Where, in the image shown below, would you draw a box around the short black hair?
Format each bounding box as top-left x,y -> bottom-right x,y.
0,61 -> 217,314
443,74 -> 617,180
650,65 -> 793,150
--
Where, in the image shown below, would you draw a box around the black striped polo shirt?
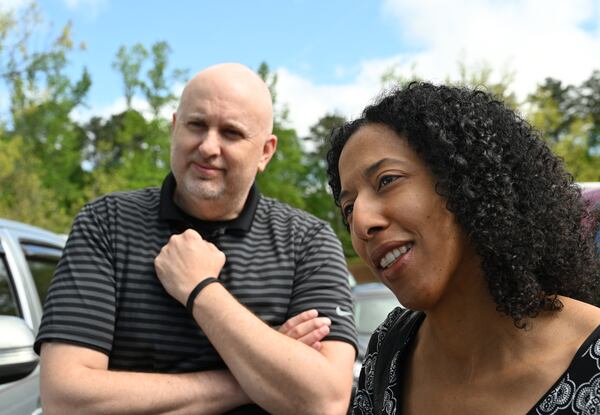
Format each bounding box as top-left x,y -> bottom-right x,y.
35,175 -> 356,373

• _WHAT THIS TASK INVOLVES_
Copy the records word for word, beginning with the line that contains "striped polo shirt?" and continuing through the line that contains "35,175 -> 356,373". Leave the pictures out of your copy.

• _TASK RESULT_
Where, in the image shown below, would you draw a box around the black striped polo shirt?
Format each bounding box as top-left x,y -> bottom-right x,y.
35,175 -> 356,373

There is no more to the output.